• [Task brief]:
Starting at the line that holds "positive clicks: (751, 410) (771, 443)" and stopping at the line that holds "380L785 339L750 359L724", restate the records below word for word, with both of those lines included.

+++ Input +++

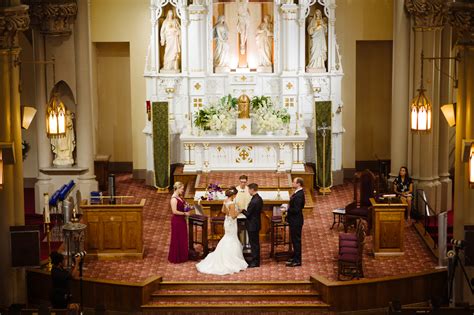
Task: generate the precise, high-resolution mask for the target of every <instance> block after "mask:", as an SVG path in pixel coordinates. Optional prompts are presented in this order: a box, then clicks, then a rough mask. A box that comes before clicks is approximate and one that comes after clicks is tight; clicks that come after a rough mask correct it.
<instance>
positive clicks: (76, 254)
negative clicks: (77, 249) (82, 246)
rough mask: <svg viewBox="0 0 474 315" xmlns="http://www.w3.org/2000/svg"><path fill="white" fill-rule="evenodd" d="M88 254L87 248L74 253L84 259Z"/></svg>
mask: <svg viewBox="0 0 474 315" xmlns="http://www.w3.org/2000/svg"><path fill="white" fill-rule="evenodd" d="M86 255H87V252H86V251H85V250H83V251H81V252H78V253H76V254H75V255H74V257H80V258H81V259H84V257H85V256H86Z"/></svg>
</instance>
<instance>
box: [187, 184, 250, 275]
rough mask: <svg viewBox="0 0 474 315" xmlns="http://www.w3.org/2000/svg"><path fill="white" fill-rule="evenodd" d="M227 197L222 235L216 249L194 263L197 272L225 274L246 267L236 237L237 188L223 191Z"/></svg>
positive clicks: (240, 244)
mask: <svg viewBox="0 0 474 315" xmlns="http://www.w3.org/2000/svg"><path fill="white" fill-rule="evenodd" d="M225 194H226V196H227V199H226V200H225V201H224V205H223V206H222V212H224V213H225V214H226V216H225V221H224V236H223V237H222V239H221V240H220V241H219V244H217V247H216V249H215V250H214V251H213V252H212V253H210V254H209V255H207V257H206V258H205V259H204V260H202V261H201V262H199V263H198V264H197V265H196V268H197V270H198V271H199V272H202V273H208V274H213V275H227V274H232V273H235V272H239V271H241V270H245V269H246V268H247V266H248V265H247V262H246V261H245V259H244V255H243V253H242V244H241V243H240V241H239V238H238V237H237V216H238V215H239V214H240V212H239V211H238V210H237V209H236V206H235V200H234V199H235V196H236V195H237V189H236V188H235V187H233V186H232V187H230V188H229V189H228V190H227V191H226V192H225Z"/></svg>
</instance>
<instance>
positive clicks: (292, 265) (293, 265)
mask: <svg viewBox="0 0 474 315" xmlns="http://www.w3.org/2000/svg"><path fill="white" fill-rule="evenodd" d="M286 266H287V267H299V266H301V263H300V262H292V263H291V264H286Z"/></svg>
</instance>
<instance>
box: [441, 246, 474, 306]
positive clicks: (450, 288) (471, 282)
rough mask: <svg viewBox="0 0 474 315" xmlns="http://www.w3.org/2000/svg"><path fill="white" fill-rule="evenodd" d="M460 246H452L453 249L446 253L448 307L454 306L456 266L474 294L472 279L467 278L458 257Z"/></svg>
mask: <svg viewBox="0 0 474 315" xmlns="http://www.w3.org/2000/svg"><path fill="white" fill-rule="evenodd" d="M460 250H461V247H459V246H454V251H452V250H450V251H449V252H448V254H447V256H448V302H449V306H450V307H455V306H456V301H455V296H454V289H453V287H454V277H455V276H456V268H457V266H458V265H459V266H460V267H461V270H462V272H463V275H464V279H466V281H467V283H468V285H469V288H470V289H471V292H472V293H473V294H474V288H473V282H474V279H471V280H469V276H468V275H467V272H466V269H465V268H464V264H463V262H462V260H460V259H459V252H460Z"/></svg>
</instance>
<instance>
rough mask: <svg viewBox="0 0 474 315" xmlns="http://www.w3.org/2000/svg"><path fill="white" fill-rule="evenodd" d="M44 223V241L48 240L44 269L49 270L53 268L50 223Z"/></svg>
mask: <svg viewBox="0 0 474 315" xmlns="http://www.w3.org/2000/svg"><path fill="white" fill-rule="evenodd" d="M44 225H45V227H46V241H47V242H48V263H47V264H46V265H45V269H46V270H47V271H51V269H52V268H53V265H52V264H51V229H50V225H51V223H45V224H44Z"/></svg>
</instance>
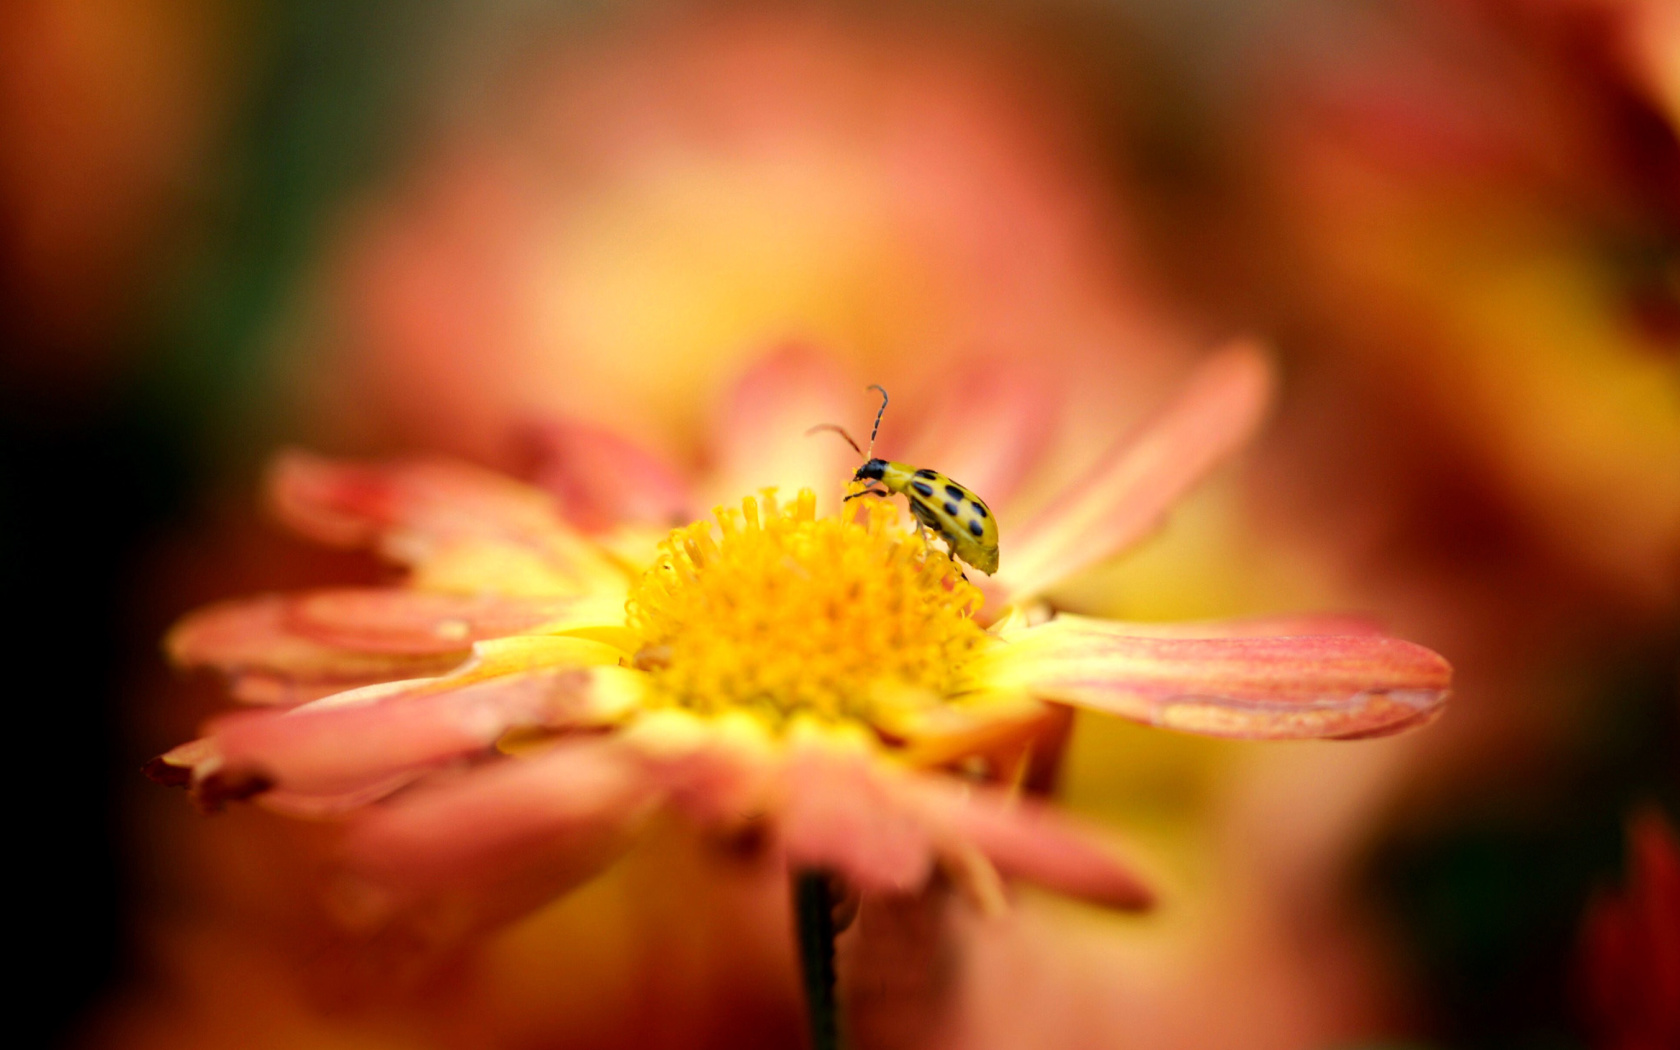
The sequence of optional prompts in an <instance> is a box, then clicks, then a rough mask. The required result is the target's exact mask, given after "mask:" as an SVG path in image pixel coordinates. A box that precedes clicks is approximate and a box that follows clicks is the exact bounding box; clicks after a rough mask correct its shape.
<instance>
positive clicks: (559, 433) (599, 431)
mask: <svg viewBox="0 0 1680 1050" xmlns="http://www.w3.org/2000/svg"><path fill="white" fill-rule="evenodd" d="M528 442H529V445H531V449H533V454H534V457H536V477H534V480H536V484H538V486H541V487H543V489H546V491H548V492H549V494H553V496H554V501H556V502H558V504H559V512H561V514H564V517H566V521H570V522H571V524H573V526H576V528H580V529H583V531H585V533H601V531H606V529H612V528H613V526H617V524H623V522H633V524H655V526H662V528H667V529H669V528H674V526H679V524H684V522H687V521H692V519H694V517H696V516H697V514H696V511H694V507H696V499H694V492H692V491H690V489H689V482H687V480H685V479H684V475H682V474H680V472H679V470H677V469H675V467H674V465H670V464H667V462H665V460H664V459H660V457H659V455H654V454H652V452H648V450H645V449H640V447H638V445H635V444H632V442H628V440H625V438H622V437H618V435H617V433H613V432H610V430H603V428H600V427H590V425H586V423H576V422H570V420H561V422H551V423H543V425H538V427H533V428H531V432H529V437H528Z"/></svg>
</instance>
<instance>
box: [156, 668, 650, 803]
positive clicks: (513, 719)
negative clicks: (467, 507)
mask: <svg viewBox="0 0 1680 1050" xmlns="http://www.w3.org/2000/svg"><path fill="white" fill-rule="evenodd" d="M617 662H618V650H617V648H613V647H610V645H605V643H601V642H593V640H588V638H564V637H516V638H497V640H494V642H482V643H479V645H477V647H475V654H474V657H472V659H470V660H467V662H465V664H464V665H462V667H460V669H457V670H455V672H454V674H450V675H445V677H437V679H415V680H402V682H381V684H376V685H366V687H361V689H353V690H348V692H339V694H334V696H329V697H323V699H319V701H316V702H312V704H307V706H304V707H296V709H292V711H287V712H247V714H235V716H228V717H222V719H217V721H215V722H212V724H210V731H208V732H207V736H205V738H203V739H198V741H193V743H190V744H183V746H180V748H176V749H173V751H170V753H168V754H165V756H161V758H158V759H153V763H151V766H148V769H146V771H148V774H151V776H153V780H158V781H161V783H166V785H183V786H190V788H192V790H193V795H195V796H197V798H198V801H200V805H203V806H205V808H210V810H215V808H218V806H220V805H222V803H225V801H234V800H240V798H250V796H254V795H269V796H270V800H277V806H279V808H286V810H291V811H297V813H316V815H323V813H331V811H339V810H343V808H353V806H358V805H365V803H366V801H370V800H371V798H376V796H380V795H383V793H388V791H393V790H396V788H400V786H403V785H405V783H407V780H408V778H410V774H413V773H415V771H423V769H427V768H433V766H438V764H444V763H449V761H454V759H459V758H464V756H470V754H479V753H486V751H489V748H491V746H492V744H496V743H497V741H499V739H501V738H502V734H506V732H507V731H511V729H522V727H546V729H554V727H563V726H576V724H586V722H588V724H595V722H603V721H612V719H615V717H618V716H622V714H623V709H625V690H623V684H622V682H620V680H618V675H622V674H630V672H623V670H622V669H620V667H617Z"/></svg>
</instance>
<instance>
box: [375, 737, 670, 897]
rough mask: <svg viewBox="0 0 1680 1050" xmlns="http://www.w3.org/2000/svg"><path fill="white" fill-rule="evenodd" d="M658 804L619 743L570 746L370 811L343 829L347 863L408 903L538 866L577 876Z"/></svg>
mask: <svg viewBox="0 0 1680 1050" xmlns="http://www.w3.org/2000/svg"><path fill="white" fill-rule="evenodd" d="M655 801H657V791H655V790H654V786H652V783H650V781H648V780H647V776H645V774H643V771H642V769H640V766H638V764H637V763H633V761H630V759H628V758H627V756H625V753H623V751H622V749H620V748H617V746H615V744H612V743H606V741H576V743H564V744H558V746H554V748H551V749H549V751H546V753H543V754H539V756H534V758H529V759H521V761H512V759H509V761H502V763H496V764H491V766H486V768H480V769H474V771H470V773H465V774H462V776H460V778H459V780H455V781H452V783H445V785H438V786H435V788H422V790H415V791H412V793H408V795H403V796H402V798H398V800H395V801H391V803H390V805H385V806H378V808H371V810H366V811H365V813H363V816H361V818H358V820H356V822H354V823H353V825H351V828H349V830H348V833H346V840H344V860H346V865H348V867H349V870H351V872H354V874H356V875H360V877H361V879H366V880H368V882H371V884H373V885H378V887H380V889H383V890H386V892H390V894H393V895H395V897H398V899H403V900H410V899H417V897H425V895H428V894H438V892H445V890H450V889H472V887H482V885H492V884H496V882H501V880H506V879H507V877H509V874H514V872H519V874H524V872H531V870H541V869H546V870H549V872H553V870H566V872H573V874H575V875H576V877H578V879H576V880H581V879H585V877H588V875H593V874H595V872H596V870H598V869H600V865H601V864H603V862H605V860H610V857H612V855H615V850H613V848H612V847H615V845H617V843H618V842H620V840H622V837H623V833H625V832H627V830H628V828H630V827H632V825H633V823H635V822H637V818H638V816H642V815H645V813H647V811H648V810H650V806H652V805H654V803H655ZM603 847H608V848H606V850H605V852H606V855H605V857H603V855H601V852H603ZM521 877H524V875H521Z"/></svg>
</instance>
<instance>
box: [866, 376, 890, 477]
mask: <svg viewBox="0 0 1680 1050" xmlns="http://www.w3.org/2000/svg"><path fill="white" fill-rule="evenodd" d="M865 390H879V391H880V408H877V410H875V428H874V430H870V432H869V454H867V455H869V459H875V435H877V433H880V417H884V415H887V388H885V386H882V385H880V383H870V385H869V386H867V388H865Z"/></svg>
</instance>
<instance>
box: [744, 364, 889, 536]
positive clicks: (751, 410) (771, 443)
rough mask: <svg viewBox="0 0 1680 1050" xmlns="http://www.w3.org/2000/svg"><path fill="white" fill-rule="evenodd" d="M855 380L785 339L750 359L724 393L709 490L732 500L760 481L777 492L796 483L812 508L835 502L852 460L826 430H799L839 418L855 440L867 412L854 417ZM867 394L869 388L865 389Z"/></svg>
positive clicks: (854, 407)
mask: <svg viewBox="0 0 1680 1050" xmlns="http://www.w3.org/2000/svg"><path fill="white" fill-rule="evenodd" d="M860 393H862V391H860V390H857V385H855V383H852V381H850V380H847V376H845V375H843V373H842V371H840V368H838V366H837V365H835V363H833V361H832V360H830V358H828V356H825V354H822V353H818V351H815V349H810V348H806V346H796V344H795V346H786V348H783V349H780V351H776V353H773V354H769V356H768V358H764V360H763V361H759V363H758V365H756V366H753V368H751V370H749V371H748V373H746V375H744V376H743V378H741V381H739V383H738V385H736V388H734V391H732V393H731V395H729V398H727V402H726V405H724V413H722V418H721V420H719V422H717V433H719V444H717V479H716V487H714V489H712V497H714V499H716V501H721V502H724V504H729V506H734V504H736V502H739V499H741V497H743V496H749V494H753V492H756V491H758V489H761V487H764V486H776V487H780V489H781V494H783V496H785V497H790V499H791V497H793V494H795V492H796V491H798V489H800V487H806V489H811V491H813V492H816V497H818V511H820V512H827V511H832V509H835V507H837V506H838V501H840V496H842V492H843V489H845V484H847V480H848V479H850V477H852V472H853V470H857V467H858V464H860V460H858V455H857V454H855V452H852V449H850V447H847V444H845V442H843V440H840V438H838V437H837V435H833V433H813V435H810V437H806V435H805V432H806V430H810V428H811V427H815V425H818V423H840V425H843V427H845V428H847V430H850V432H852V435H853V437H855V438H857V440H858V442H860V444H862V442H865V440H869V432H867V427H865V432H864V433H858V427H862V425H865V423H869V422H870V420H872V418H874V417H869V418H860V417H858V413H857V412H855V408H857V407H858V403H860V402H862V396H860ZM870 396H872V395H870Z"/></svg>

+++

• [Final answer]:
positive clicks: (751, 410) (771, 443)
rough mask: <svg viewBox="0 0 1680 1050" xmlns="http://www.w3.org/2000/svg"><path fill="white" fill-rule="evenodd" d="M855 380L785 339L750 359L724 393L709 490L732 500L760 481L777 492L796 483L812 508L835 502L852 460L826 430H799L839 418L855 440L867 412L854 417ZM867 394L869 388L865 389Z"/></svg>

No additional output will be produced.